EXERCISE GOAL: Pick out each line in the records below that contains the word "person", and copy those lines in full.

PROVIDED RECORDS:
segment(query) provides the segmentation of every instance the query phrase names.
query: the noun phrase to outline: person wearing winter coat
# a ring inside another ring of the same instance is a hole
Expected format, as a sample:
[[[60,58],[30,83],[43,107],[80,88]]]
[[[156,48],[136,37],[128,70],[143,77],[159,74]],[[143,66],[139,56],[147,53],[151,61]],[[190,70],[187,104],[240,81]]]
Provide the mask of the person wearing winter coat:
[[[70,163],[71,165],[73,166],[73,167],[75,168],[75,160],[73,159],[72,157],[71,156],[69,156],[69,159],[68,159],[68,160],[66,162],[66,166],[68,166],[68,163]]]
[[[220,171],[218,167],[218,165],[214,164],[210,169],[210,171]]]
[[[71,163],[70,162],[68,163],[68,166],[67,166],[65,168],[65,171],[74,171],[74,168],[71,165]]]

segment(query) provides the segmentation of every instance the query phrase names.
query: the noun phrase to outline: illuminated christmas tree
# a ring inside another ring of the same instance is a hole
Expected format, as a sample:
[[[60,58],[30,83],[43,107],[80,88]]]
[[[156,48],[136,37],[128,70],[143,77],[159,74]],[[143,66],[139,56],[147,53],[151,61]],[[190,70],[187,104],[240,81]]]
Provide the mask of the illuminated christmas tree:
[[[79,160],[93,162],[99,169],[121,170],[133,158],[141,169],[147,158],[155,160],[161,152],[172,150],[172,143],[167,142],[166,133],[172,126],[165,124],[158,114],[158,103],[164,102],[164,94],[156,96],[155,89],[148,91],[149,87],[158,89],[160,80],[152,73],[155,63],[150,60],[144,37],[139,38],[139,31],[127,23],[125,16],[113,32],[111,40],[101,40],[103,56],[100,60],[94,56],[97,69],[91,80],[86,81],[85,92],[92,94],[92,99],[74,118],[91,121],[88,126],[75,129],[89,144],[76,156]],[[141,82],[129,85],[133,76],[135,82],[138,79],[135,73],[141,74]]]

...

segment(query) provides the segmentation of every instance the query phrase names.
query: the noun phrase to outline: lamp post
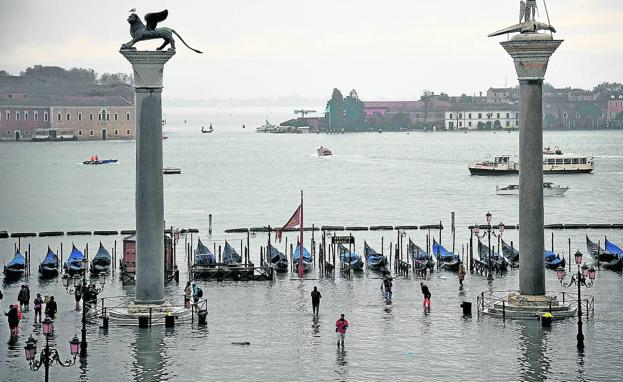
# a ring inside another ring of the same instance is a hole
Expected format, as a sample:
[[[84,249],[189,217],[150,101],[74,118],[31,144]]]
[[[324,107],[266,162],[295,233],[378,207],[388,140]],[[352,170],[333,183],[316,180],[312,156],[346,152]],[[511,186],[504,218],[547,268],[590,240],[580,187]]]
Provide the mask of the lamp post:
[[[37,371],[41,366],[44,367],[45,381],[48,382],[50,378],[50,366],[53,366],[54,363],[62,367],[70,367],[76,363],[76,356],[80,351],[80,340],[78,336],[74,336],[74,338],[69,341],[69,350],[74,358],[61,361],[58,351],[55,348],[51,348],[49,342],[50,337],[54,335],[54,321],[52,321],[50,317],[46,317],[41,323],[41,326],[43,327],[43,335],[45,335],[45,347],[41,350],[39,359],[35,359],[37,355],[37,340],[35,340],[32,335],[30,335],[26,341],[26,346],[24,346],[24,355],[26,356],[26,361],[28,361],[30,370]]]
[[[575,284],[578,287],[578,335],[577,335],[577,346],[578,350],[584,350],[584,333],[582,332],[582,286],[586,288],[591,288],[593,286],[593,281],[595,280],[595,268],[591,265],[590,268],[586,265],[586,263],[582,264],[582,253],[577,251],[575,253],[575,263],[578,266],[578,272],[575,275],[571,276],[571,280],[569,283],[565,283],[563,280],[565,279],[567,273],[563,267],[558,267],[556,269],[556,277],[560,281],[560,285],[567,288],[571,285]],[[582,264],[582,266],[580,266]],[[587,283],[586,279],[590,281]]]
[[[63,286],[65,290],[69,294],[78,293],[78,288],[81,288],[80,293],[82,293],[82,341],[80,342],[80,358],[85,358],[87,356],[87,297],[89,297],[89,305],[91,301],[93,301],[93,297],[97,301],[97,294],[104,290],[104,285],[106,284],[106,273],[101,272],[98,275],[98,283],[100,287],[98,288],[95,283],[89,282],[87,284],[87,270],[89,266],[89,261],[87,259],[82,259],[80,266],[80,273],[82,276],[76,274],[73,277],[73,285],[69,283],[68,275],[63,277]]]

---

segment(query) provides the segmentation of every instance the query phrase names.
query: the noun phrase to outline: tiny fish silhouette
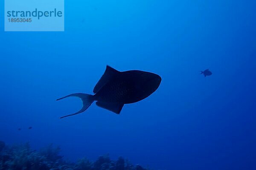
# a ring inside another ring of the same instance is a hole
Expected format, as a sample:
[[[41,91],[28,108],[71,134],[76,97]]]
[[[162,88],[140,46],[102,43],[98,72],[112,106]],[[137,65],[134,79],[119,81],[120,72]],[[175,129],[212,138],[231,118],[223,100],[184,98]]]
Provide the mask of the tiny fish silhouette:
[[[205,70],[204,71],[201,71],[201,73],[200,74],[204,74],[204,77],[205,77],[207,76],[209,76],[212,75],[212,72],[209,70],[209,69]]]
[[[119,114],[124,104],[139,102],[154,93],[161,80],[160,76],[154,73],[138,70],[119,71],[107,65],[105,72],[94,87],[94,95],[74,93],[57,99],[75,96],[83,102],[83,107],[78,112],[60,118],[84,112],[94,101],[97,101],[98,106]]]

ANSWER FOR THE TASK:
query: the noun phrase to outline: person wearing winter coat
Provide the mask of the person wearing winter coat:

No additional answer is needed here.